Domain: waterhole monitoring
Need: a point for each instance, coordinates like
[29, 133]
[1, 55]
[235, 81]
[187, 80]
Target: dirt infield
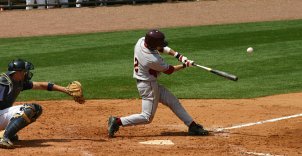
[66, 128]
[76, 129]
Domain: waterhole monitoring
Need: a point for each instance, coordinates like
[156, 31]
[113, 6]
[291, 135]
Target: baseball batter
[148, 65]
[14, 118]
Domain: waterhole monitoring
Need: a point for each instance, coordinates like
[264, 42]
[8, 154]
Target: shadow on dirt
[47, 142]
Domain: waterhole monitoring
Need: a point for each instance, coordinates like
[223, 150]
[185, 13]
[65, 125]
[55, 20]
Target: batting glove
[180, 57]
[188, 63]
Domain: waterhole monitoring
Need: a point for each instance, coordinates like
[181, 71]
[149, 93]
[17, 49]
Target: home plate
[158, 142]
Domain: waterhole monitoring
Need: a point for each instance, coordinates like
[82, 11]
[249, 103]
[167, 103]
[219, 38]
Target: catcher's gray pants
[152, 93]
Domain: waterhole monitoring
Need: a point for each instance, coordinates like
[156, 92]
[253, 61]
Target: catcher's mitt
[75, 90]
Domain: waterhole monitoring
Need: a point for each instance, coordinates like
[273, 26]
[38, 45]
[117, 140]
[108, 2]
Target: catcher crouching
[18, 79]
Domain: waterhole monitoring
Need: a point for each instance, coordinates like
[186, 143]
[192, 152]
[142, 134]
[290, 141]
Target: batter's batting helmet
[154, 38]
[21, 65]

__Required work__
Omit all pictures while transcribing the entries verbatim.

__Completed exercise__
Domain: waterhole monitoring
Need: a point for each instance, coordinates like
[29, 133]
[1, 55]
[235, 81]
[187, 80]
Target: dirt infield
[66, 128]
[76, 129]
Domain: waterhole monitoring
Need: a point for each instance, coordinates like
[156, 31]
[113, 6]
[291, 135]
Target: baseball batter
[148, 65]
[14, 118]
Domain: waterhole monitoring
Need: a point for each instance, coordinates like
[264, 42]
[8, 154]
Target: shadow on dirt
[47, 142]
Domain: waterhole monitoring
Need: a point for each instance, coordinates like
[223, 150]
[185, 13]
[65, 125]
[55, 20]
Target: batting glove
[180, 57]
[188, 63]
Domain: waterhole monitoring
Need: a point for each instance, coordinates like
[181, 71]
[149, 93]
[17, 49]
Target: home plate
[158, 142]
Domain: waterhole monitoring
Need: a point for each instance, coordinates like
[82, 11]
[249, 103]
[167, 103]
[219, 38]
Target: catcher's gray pants
[152, 93]
Domain: waterhole monitoring
Need: a point for each instance, coordinates like
[156, 92]
[253, 61]
Target: catcher's mitt
[75, 90]
Domain: waterhole monitoring
Need: a point for each instance, coordinates like
[273, 26]
[38, 45]
[117, 140]
[108, 2]
Target: catcher crouching
[18, 79]
Domain: waterhole monitoring
Need: a point for each instance, coordinates like
[186, 143]
[192, 152]
[142, 134]
[290, 141]
Target: batter's batting helmet
[154, 38]
[21, 65]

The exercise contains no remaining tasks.